TASK ITEM
The required output is every entry below, copied exactly.

EXTRACTED RECORDS

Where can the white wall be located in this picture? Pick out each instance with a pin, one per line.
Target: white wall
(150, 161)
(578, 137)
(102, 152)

EXERCISE RESULT
Where can the white wall be located in this picture? Pick out each instance with a pin, one per line.
Target: white wall
(150, 161)
(578, 137)
(102, 152)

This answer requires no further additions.